-- start Passage given --
- Born: 1951 (age 74–75)
- Occupations: Social worker and journalist

= Gunnar Sandelin =

Swedish social worker, author, lecturer and journalist

Gunnar Sandelin (born March 14, 1951) is a Swedish social worker, author, lecturer, and journalist. He has worked for Sveriges Television and been the press manager at Barnens rätt i samhället. Sandelin has stated that mainstream media reporters avoid writing the truth about the consequences of Sweden's migration policy due to fear of reprisals. Together with Karl-Olov Arnstberg, he has written the book Invandring och mörkläggning and a sequel. Sandelin has been a debater at Nya Tider.

== Politics ==
Gunnar Sandelin published his first article criticizing the nature of Swedish migration policy in 2008 in Dagens Nyheter.
-- end Passage given --
§ Things to do
[1] Indicate whether each statement below agrees with the Gunnar Sandelin profile, answering yes or no and quoting the words of the profile that decide it.
(a) Sandelin has worked for Sveriges Television.
(b) Sandelin wrote Invandring och mörkläggning without a co-author.
(c) Sandelin's first article criticizing Swedish migration policy appeared in Dagens Nyheter.
[2] Using the Gunnar Sandelin profile, answer each question briefly.
(a) What position did Sandelin hold at Barnens rätt i samhället?
(b) In what year did Sandelin publish his first article criticizing Swedish migration policy?
(c) At what publication has Sandelin been a debater?
[3] Write out the passage of the Gunnar Sandelin profile that begins at the words "Gunnar Sandelin (born" and ends after the words "in Dagens Nyheter.".
-- start Entries provided --
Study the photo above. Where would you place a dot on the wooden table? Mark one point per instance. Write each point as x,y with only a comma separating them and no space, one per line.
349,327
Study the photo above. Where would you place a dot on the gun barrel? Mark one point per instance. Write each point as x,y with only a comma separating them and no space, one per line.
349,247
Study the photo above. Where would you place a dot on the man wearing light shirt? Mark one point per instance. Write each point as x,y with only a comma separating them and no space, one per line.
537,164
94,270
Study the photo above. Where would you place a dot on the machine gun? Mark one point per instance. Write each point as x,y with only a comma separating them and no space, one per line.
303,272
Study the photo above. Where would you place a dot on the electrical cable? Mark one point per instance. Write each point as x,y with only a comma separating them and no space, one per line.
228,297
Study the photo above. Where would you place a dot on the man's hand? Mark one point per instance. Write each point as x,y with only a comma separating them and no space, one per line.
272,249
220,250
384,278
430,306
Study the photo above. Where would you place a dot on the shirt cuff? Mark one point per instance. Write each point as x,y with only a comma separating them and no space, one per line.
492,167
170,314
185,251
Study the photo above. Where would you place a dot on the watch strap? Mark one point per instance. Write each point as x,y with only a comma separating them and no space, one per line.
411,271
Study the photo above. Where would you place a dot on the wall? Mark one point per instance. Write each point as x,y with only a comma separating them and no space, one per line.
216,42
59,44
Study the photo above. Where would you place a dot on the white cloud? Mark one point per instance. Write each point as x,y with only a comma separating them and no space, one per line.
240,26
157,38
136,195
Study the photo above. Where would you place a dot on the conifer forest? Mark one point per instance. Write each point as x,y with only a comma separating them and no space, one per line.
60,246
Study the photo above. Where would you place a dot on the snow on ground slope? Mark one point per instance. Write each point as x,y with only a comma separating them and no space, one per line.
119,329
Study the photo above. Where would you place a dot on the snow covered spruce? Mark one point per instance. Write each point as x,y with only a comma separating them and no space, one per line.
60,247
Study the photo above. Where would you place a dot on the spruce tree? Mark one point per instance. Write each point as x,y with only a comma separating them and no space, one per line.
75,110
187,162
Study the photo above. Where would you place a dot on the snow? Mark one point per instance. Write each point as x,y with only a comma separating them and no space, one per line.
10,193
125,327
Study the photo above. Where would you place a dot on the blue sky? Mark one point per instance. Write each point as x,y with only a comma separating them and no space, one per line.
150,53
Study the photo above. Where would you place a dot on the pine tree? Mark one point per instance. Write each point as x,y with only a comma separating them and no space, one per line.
-- end Entries provided --
§ Solved problems
[1]
(a) Yes: "He has worked for Sveriges Television"
(b) No: "Together with Karl-Olov Arnstberg, he has written the book Invandring och mörkläggning and a sequel."
(c) Yes: "published his first article criticizing the nature of Swedish migration policy in 2008 in Dagens Nyheter"

[2]
(a) Press manager
(b) 2008
(c) Nya Tider

[3]
Gunnar Sandelin (born March 14, 1951) is a Swedish social worker, author, lecturer, and journalist. He has worked for Sveriges Television and been the press manager at Barnens rätt i samhället. Sandelin has stated that mainstream media reporters avoid writing the truth about the consequences of Sweden's migration policy due to fear of reprisals. Together with Karl-Olov Arnstberg, he has written the book Invandring och mörkläggning and a sequel. Sandelin has been a debater at Nya Tider.

== Politics ==
Gunnar Sandelin published his first article criticizing the nature of Swedish migration policy in 2008 in Dagens Nyheter.